Excerpts from a point labeling dataset
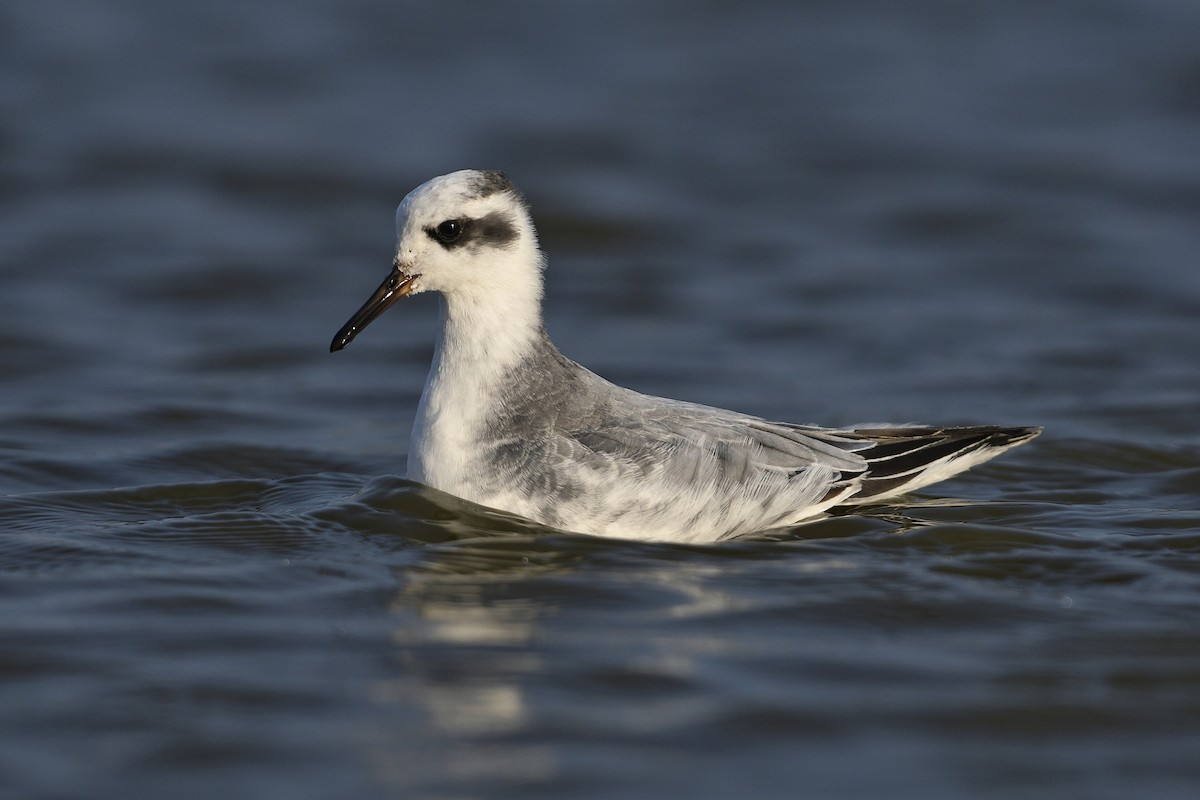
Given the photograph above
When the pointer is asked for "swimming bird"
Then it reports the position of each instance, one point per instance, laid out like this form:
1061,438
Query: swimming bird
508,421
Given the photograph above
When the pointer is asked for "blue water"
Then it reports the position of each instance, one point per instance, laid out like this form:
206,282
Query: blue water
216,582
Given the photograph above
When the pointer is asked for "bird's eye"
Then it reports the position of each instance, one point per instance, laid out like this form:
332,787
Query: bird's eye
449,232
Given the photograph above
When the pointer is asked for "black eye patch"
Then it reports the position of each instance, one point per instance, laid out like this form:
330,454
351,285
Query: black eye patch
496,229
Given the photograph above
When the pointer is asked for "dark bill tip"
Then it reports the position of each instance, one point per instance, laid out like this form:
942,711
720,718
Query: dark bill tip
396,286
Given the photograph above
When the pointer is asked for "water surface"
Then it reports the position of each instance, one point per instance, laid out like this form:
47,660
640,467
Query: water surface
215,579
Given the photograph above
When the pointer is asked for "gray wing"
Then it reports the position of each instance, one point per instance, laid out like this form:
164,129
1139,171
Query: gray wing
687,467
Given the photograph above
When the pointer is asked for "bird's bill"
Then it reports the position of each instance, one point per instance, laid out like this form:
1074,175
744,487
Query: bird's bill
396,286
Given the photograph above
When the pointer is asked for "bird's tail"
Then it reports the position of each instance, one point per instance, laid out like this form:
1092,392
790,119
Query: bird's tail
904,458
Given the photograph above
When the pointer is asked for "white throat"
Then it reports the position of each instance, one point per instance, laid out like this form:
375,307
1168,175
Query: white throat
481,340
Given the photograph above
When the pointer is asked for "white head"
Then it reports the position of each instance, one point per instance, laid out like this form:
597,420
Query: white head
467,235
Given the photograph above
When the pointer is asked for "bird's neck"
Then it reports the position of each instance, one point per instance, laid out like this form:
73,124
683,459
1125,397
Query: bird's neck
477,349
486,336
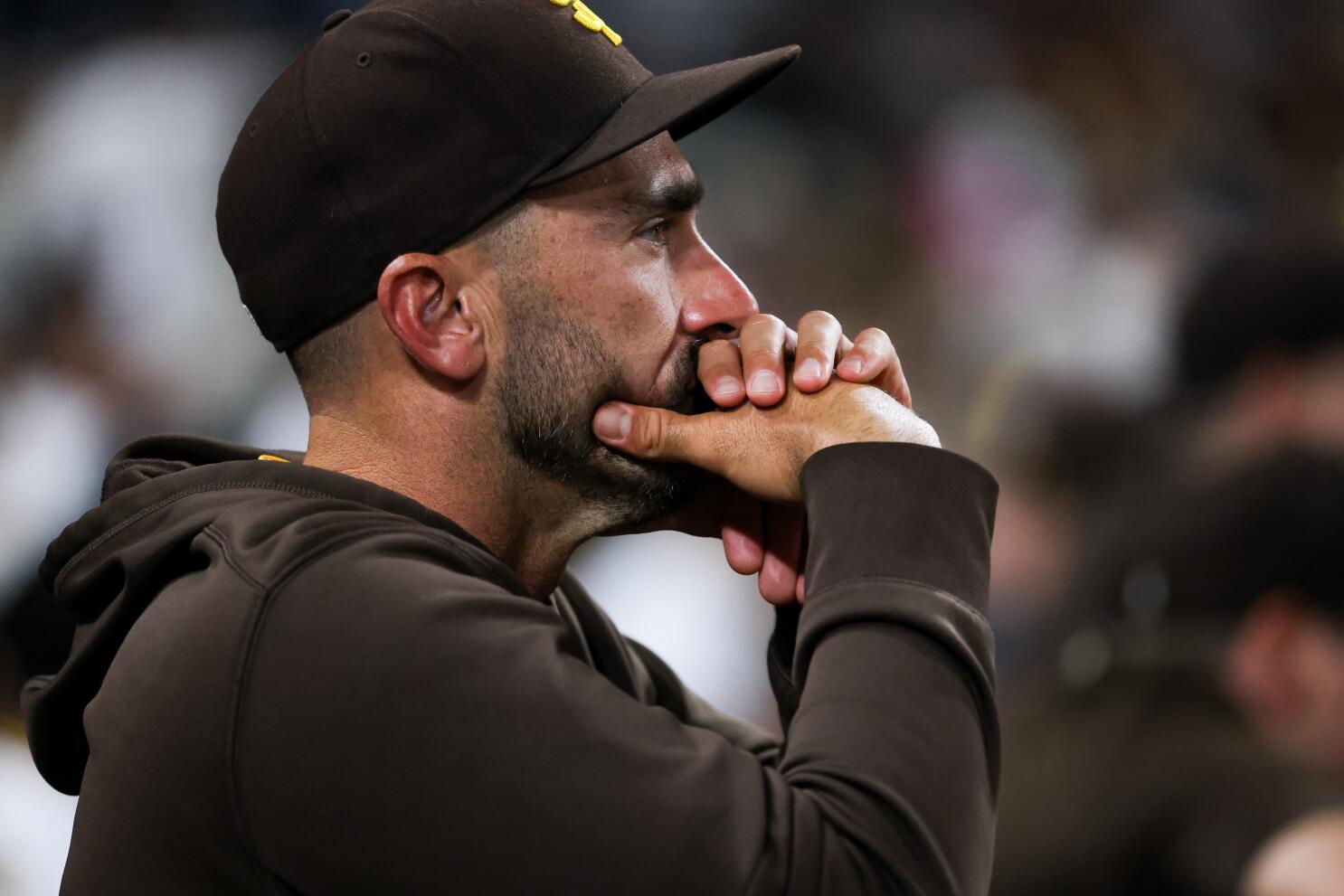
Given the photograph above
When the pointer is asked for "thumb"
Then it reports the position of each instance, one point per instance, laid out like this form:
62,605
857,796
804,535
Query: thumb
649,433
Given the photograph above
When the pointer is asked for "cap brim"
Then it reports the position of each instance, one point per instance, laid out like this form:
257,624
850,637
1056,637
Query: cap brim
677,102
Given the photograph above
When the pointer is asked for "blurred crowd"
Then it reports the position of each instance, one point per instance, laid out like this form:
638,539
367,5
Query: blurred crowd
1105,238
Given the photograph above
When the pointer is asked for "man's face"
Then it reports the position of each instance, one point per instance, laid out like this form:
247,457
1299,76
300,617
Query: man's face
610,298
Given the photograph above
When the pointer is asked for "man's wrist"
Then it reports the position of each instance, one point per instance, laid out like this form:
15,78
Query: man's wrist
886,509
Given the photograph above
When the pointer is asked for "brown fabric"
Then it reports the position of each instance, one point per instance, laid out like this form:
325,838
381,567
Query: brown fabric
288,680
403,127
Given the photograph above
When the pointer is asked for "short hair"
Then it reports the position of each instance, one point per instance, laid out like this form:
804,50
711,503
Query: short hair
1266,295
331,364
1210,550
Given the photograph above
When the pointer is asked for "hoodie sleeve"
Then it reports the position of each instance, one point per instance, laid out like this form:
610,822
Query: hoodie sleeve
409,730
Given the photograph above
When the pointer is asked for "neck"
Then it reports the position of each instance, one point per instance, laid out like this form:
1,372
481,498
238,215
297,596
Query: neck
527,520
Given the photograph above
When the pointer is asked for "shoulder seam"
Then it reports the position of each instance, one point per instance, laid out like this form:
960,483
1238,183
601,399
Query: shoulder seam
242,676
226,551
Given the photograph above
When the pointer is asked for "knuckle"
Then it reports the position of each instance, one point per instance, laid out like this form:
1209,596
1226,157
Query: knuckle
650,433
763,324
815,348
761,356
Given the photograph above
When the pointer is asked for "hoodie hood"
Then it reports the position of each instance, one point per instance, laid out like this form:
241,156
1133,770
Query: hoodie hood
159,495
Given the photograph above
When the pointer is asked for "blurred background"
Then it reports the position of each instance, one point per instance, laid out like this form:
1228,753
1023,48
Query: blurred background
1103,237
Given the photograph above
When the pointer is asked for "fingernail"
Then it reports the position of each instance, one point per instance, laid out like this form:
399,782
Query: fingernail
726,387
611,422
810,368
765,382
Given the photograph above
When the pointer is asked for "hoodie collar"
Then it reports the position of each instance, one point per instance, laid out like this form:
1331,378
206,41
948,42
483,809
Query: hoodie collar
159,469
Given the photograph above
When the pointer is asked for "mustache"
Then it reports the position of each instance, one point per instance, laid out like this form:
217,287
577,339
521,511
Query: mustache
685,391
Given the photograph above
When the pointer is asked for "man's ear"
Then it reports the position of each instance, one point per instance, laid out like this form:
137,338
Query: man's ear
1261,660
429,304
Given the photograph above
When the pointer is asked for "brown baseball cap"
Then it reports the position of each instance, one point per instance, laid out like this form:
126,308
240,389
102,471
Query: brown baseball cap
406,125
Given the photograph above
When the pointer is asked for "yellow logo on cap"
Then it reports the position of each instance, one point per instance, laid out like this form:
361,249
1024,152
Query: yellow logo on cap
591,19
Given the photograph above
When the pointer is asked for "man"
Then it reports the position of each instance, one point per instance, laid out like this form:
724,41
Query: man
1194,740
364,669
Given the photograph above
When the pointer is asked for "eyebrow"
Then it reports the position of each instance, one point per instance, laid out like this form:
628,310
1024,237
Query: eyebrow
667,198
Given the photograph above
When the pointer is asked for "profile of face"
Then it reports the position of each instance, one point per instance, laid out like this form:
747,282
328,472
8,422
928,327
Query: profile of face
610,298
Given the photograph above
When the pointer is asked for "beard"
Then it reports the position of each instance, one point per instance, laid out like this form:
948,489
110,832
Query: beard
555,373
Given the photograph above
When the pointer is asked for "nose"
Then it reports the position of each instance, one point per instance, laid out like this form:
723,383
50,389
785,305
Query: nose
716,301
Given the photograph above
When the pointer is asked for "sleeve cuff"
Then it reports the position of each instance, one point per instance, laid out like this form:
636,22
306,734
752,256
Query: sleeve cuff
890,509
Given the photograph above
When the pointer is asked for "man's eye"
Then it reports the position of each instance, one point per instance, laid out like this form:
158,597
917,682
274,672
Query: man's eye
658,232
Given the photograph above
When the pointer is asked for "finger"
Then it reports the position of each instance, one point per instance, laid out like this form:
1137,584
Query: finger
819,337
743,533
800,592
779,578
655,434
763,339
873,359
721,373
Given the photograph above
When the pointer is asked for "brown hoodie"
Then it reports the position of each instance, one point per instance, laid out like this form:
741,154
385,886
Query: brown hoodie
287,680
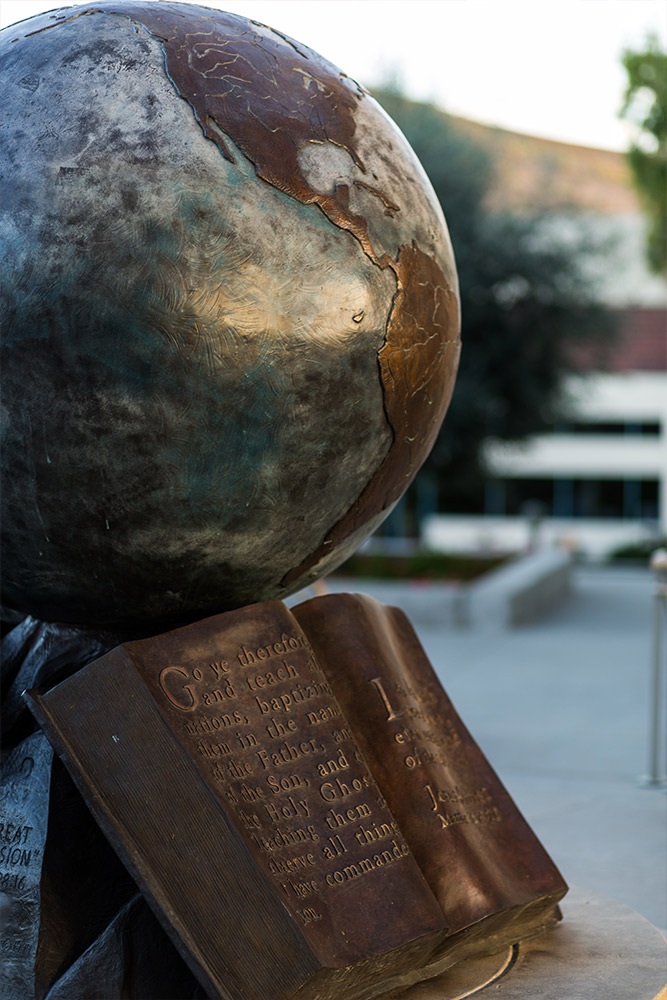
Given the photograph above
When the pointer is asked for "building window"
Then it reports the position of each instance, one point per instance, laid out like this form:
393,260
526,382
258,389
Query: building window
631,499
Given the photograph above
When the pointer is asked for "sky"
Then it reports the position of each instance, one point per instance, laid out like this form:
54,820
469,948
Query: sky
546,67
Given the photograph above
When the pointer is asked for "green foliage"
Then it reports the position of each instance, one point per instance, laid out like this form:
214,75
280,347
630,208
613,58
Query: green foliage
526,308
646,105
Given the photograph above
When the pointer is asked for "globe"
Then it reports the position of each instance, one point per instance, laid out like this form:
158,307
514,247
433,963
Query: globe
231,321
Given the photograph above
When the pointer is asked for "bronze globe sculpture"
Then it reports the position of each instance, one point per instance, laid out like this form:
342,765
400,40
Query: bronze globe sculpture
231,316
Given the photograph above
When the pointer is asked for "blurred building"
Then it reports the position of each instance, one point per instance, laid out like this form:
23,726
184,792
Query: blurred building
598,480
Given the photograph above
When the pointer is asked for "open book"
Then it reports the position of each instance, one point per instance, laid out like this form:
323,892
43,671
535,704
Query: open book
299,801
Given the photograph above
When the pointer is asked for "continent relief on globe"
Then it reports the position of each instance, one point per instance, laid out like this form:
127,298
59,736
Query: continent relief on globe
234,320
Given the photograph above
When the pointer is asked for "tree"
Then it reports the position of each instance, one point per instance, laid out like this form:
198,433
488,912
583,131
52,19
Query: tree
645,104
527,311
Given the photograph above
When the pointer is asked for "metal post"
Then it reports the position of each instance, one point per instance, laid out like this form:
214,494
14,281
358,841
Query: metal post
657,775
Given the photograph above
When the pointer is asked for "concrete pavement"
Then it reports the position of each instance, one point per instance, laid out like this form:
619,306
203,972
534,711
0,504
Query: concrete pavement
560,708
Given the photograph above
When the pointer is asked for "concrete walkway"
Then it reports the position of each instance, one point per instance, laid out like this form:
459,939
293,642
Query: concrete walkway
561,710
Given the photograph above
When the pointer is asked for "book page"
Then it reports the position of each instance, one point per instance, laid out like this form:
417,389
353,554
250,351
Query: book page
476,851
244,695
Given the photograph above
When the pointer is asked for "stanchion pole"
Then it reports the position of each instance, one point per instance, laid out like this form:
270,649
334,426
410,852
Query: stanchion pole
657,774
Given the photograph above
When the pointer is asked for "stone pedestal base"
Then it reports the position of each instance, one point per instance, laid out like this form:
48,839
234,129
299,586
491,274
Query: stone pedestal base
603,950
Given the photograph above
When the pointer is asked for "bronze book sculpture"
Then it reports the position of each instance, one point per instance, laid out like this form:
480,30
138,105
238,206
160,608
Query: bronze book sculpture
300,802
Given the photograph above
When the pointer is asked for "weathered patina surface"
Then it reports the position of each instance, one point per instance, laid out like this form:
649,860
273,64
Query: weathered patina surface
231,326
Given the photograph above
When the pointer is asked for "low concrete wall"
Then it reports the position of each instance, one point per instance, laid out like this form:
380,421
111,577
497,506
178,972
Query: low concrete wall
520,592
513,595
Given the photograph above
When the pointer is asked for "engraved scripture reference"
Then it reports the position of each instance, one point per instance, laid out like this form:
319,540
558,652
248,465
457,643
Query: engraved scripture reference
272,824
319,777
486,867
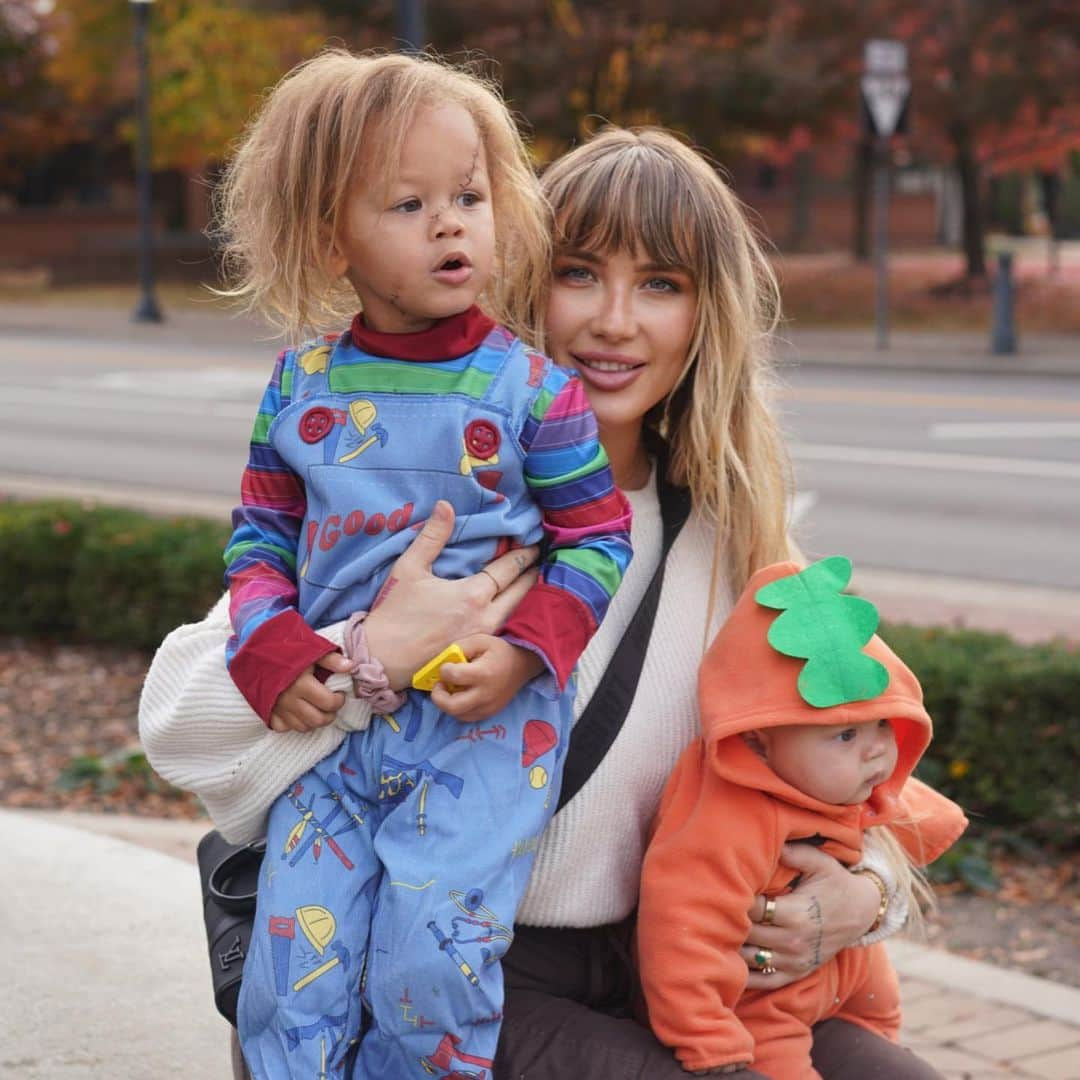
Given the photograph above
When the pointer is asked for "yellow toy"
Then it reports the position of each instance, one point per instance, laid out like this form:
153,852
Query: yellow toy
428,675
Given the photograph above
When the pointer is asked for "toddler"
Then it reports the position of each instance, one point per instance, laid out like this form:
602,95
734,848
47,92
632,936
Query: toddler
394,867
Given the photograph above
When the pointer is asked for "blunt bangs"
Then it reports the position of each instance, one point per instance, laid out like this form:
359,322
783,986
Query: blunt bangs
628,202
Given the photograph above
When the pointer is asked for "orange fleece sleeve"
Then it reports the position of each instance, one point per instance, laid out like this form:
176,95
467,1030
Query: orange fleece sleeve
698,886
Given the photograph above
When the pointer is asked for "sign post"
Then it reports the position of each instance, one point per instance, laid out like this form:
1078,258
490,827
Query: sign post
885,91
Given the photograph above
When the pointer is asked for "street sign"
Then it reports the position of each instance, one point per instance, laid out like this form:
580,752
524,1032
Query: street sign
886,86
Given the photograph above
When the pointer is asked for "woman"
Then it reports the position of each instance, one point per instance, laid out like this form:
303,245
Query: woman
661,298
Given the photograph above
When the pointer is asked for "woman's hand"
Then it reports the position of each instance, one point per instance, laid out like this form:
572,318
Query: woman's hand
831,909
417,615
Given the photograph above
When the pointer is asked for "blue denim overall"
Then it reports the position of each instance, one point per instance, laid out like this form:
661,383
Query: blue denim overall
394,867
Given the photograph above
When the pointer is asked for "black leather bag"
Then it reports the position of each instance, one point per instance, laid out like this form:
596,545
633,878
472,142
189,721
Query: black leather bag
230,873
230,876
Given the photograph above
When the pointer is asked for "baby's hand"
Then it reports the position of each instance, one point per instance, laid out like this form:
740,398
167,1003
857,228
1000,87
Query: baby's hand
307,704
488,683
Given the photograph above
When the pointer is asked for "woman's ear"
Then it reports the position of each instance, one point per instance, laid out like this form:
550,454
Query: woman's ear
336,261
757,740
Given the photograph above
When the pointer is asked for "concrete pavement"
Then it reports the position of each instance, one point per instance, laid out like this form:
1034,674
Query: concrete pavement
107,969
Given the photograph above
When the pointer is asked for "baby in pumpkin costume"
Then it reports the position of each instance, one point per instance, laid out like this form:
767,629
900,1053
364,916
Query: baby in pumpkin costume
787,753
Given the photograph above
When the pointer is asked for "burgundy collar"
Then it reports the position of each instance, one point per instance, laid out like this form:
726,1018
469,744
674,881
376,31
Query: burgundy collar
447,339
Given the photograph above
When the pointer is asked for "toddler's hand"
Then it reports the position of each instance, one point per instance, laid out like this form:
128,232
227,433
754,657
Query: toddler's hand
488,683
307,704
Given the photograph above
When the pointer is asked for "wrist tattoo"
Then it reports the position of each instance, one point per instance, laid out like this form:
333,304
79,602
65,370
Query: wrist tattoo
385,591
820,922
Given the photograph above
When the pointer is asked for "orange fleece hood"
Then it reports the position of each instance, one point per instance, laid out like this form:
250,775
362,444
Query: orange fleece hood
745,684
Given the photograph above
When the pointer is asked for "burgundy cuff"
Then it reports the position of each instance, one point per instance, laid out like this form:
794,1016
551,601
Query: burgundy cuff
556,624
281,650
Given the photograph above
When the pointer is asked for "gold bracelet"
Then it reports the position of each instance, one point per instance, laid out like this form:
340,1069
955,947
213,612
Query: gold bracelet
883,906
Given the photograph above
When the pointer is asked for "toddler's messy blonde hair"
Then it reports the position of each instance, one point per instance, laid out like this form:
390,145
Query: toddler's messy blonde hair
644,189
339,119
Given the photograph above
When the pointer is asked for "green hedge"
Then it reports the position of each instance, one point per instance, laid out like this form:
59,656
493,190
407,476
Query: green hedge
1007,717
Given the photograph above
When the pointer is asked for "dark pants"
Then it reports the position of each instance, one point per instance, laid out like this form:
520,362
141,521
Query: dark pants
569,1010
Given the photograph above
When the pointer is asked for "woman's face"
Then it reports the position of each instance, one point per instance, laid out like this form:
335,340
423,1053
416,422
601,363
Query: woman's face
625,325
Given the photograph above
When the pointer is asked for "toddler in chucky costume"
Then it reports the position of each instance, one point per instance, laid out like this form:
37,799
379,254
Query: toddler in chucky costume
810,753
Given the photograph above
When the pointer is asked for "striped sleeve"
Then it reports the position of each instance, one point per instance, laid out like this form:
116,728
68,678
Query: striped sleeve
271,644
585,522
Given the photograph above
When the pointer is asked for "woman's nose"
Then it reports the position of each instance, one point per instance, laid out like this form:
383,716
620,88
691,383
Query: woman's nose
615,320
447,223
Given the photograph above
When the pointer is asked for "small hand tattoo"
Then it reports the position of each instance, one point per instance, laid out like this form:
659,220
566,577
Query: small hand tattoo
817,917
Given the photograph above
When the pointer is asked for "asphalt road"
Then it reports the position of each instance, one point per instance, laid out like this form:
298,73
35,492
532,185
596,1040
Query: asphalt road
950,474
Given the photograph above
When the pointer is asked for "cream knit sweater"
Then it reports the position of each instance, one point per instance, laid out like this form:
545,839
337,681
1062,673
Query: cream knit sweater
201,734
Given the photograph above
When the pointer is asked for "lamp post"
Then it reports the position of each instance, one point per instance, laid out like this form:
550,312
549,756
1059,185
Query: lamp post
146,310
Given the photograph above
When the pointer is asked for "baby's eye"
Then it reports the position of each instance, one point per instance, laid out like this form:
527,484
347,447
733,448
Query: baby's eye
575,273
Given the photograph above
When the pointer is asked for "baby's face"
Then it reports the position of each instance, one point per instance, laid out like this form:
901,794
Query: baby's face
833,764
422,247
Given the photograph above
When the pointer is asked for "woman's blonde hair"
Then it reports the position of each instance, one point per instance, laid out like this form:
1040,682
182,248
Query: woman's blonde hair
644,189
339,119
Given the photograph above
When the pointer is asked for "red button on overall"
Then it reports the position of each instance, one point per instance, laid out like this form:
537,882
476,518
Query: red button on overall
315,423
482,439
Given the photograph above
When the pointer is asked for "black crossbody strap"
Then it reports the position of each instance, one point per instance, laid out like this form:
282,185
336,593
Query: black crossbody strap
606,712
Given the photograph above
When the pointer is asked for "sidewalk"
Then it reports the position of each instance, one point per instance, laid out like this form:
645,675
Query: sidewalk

Stated goal:
How many lines of the listing above contain the string "surface"? Give only the number.

Solution:
4